## BEGIN EXERCISE MATERIAL

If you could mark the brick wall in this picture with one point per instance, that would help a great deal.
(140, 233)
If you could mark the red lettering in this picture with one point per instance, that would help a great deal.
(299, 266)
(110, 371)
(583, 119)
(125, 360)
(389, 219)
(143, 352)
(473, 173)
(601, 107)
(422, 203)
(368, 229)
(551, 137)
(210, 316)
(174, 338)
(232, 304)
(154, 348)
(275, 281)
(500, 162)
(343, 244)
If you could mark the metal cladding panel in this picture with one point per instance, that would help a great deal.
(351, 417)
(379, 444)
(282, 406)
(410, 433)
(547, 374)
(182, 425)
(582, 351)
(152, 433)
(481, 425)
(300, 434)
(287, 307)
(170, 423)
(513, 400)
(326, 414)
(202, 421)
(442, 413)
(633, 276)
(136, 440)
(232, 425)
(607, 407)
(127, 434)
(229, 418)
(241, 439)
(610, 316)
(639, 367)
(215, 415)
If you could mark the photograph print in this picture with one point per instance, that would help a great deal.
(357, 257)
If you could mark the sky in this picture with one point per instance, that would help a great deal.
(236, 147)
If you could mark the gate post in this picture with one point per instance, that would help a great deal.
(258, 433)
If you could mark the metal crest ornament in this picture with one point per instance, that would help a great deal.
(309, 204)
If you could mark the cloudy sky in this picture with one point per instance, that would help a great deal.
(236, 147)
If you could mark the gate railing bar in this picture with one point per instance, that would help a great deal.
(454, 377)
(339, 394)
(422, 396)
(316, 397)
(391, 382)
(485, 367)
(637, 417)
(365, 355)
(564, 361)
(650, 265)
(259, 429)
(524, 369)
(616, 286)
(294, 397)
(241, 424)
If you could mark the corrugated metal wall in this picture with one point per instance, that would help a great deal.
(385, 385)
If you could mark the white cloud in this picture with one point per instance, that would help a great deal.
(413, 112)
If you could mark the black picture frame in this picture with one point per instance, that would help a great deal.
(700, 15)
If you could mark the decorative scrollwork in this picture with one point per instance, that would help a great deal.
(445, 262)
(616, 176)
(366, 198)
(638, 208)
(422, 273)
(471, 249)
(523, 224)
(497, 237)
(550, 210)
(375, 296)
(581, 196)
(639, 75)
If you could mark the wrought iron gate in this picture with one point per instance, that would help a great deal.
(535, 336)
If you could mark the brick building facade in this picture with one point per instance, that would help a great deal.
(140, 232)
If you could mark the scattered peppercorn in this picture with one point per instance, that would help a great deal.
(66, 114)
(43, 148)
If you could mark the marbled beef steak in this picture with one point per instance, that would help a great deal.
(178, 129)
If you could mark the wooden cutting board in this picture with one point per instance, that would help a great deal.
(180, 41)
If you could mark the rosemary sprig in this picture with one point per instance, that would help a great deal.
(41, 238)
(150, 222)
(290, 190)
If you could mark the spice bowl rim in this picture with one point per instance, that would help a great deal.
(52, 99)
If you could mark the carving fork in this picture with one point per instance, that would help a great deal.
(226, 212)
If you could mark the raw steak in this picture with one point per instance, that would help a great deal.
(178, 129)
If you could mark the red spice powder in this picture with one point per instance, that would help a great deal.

## END EXERCISE MATERIAL

**JOB**
Write out the lines above again, swapping every "in this picture" for "in this image" and keeping everything else the same.

**TASK SOLUTION**
If you could mark the brick wall in this image with one point per instance, that would help a great deal.
(140, 233)
If you could mark the red lettering in this image with one point per instance, that would help a great deal.
(299, 266)
(110, 371)
(583, 119)
(125, 360)
(389, 219)
(143, 352)
(473, 173)
(601, 107)
(422, 203)
(368, 229)
(551, 137)
(210, 316)
(174, 338)
(232, 304)
(154, 348)
(275, 281)
(500, 162)
(343, 244)
If you could mark the metal cladding panel in this image with one point per instance, that would help a great deal.
(351, 417)
(379, 444)
(282, 406)
(410, 433)
(547, 374)
(182, 425)
(582, 351)
(152, 433)
(481, 425)
(300, 434)
(287, 307)
(170, 423)
(513, 400)
(326, 414)
(202, 421)
(442, 413)
(633, 276)
(136, 440)
(232, 425)
(607, 407)
(127, 434)
(229, 418)
(241, 439)
(610, 316)
(639, 367)
(215, 415)
If you could mark the photograph print in this image with one point per instance, that would help a great deal.
(357, 257)
If you could mark the sky in this image with one point per instance, that would help a great deal.
(236, 147)
If you could mark the gate post in this image with one point per instance, that would help a great deal.
(258, 433)
If you could mark the metal crest ornament in this image with one point per instance, that would help a great deal.
(309, 204)
If you could mark the cloudy sky in this image with one point per instance, that would help a great deal.
(236, 147)
If you could mark the gate railing bar in this image with one point per instance, that would help a great deal.
(454, 377)
(339, 394)
(422, 396)
(316, 397)
(391, 382)
(485, 367)
(637, 417)
(365, 355)
(564, 361)
(650, 265)
(259, 429)
(524, 369)
(616, 286)
(294, 397)
(241, 424)
If you could mark the corrugated metal wall in this image with one point per instance, that would help a great deal.
(385, 385)
If you could mark the white cloud in this image with one point per instance, that would help a great deal.
(413, 112)
If you could mark the black picture frame in this image with one point per instance, that would help a great deal.
(700, 15)
If you could mark the decorative scrollwork in this image with one point per instance, that would help a great deal.
(445, 262)
(616, 176)
(366, 198)
(638, 208)
(422, 273)
(471, 249)
(523, 224)
(497, 237)
(550, 210)
(375, 296)
(581, 196)
(639, 75)
If you could mark the wrought iron gate in this image with one point per instance, that would help a great deal.
(535, 336)
If you could mark the brick building facade in this image with one point per instance, that would help a great deal.
(140, 232)
If you could mark the scattered peppercorn in this image with one point per instance, that would help a great deal.
(66, 114)
(43, 148)
If you could mark the marbled beef steak in this image with one point per instance, that would help a great deal.
(178, 129)
If you could mark the wooden cutting board in this image with one point per instance, that would help a great deal.
(180, 41)
If you could mark the rosemary sprig in this image with one point per instance, that would help a great deal.
(41, 238)
(150, 222)
(290, 190)
If you could mark the spice bowl rim in this image with one point per instance, that would help a great deal.
(52, 99)
If you could mark the carving fork in this image with one point per instance, that would help a great deal.
(226, 212)
If you could mark the raw steak in this image with one point per instance, that would help a great deal.
(178, 129)
If you could mark the red spice powder in this image with one point per instance, that would help a great deal.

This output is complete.